Top of DATASET RECORDS
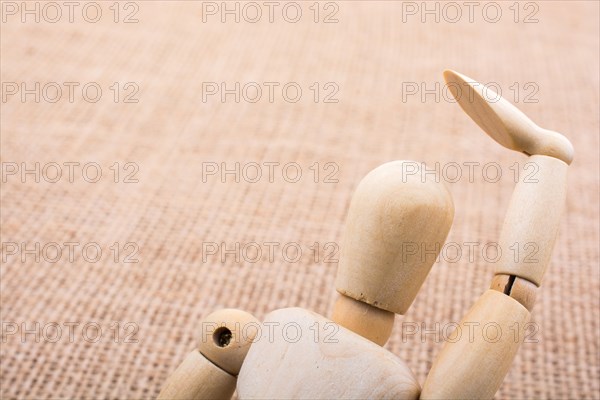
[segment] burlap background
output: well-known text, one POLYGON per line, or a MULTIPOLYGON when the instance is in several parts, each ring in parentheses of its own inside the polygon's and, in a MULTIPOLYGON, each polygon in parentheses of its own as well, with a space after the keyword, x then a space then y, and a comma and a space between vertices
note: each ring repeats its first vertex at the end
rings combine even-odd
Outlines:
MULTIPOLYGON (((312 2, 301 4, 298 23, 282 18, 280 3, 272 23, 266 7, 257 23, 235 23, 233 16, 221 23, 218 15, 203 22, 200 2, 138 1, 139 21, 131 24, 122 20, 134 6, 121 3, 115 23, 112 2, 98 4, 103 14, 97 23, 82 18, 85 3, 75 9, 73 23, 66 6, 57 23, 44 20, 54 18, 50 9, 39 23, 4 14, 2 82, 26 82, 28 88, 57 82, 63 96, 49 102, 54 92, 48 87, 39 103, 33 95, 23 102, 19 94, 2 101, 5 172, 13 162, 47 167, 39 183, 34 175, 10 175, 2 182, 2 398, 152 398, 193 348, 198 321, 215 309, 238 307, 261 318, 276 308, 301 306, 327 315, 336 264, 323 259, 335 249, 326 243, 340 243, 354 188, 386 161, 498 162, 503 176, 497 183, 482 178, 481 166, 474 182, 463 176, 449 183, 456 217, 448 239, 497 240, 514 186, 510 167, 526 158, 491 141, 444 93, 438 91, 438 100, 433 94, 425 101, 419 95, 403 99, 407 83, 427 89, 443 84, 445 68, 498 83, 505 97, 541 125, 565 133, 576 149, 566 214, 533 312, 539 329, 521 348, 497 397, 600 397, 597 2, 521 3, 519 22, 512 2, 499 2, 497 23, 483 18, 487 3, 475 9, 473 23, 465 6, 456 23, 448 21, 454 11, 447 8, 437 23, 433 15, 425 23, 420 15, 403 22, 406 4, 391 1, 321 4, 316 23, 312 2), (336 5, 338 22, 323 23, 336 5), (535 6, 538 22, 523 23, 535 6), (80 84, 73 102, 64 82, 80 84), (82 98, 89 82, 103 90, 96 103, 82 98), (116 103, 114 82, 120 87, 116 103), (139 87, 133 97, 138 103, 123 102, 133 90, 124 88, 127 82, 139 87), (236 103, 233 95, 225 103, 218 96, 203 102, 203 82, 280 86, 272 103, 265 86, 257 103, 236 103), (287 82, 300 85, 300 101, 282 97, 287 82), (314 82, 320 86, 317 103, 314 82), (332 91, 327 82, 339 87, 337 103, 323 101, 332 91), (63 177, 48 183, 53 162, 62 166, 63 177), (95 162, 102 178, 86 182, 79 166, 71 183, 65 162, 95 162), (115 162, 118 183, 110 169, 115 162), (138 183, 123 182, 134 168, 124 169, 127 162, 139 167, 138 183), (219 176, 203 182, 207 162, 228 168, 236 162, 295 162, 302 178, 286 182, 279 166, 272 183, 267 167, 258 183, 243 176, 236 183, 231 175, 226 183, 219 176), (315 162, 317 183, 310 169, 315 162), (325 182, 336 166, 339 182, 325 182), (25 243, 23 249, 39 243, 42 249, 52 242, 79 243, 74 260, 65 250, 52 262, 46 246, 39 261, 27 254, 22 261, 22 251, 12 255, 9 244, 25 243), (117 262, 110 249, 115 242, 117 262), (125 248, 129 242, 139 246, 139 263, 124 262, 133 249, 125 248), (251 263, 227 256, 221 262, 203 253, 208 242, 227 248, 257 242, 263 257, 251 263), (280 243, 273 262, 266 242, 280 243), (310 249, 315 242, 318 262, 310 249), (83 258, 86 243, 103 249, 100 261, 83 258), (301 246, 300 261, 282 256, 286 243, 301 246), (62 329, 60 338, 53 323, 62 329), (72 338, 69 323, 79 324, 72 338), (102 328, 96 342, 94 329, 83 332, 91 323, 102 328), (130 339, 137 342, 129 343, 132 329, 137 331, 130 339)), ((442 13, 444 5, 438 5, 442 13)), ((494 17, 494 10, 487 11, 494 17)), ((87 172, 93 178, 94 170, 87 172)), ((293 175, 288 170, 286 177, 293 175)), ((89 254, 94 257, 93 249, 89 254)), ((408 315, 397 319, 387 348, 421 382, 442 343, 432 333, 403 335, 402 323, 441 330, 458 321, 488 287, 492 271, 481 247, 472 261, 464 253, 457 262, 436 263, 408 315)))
Bottom of DATASET RECORDS
_DIRECTIONS FOR THIS TASK:_ Everything from the first line of the listing above through the line that contains "rings combine even-odd" is to be restated word for word, minus the pictures.

_RESPONSE TO THE EXERCISE:_
[segment] burlap background
output: well-known text, one POLYGON per line, or a MULTIPOLYGON when the instance is in several parts, each ring in parentheses of its own inside the polygon's and, in a MULTIPOLYGON, each polygon in parentheses of its own as well, with a space after the keyword, x then a space then y, and a comma and a space between vertices
note: each ring repeats its first vertex at the end
rings combine even-odd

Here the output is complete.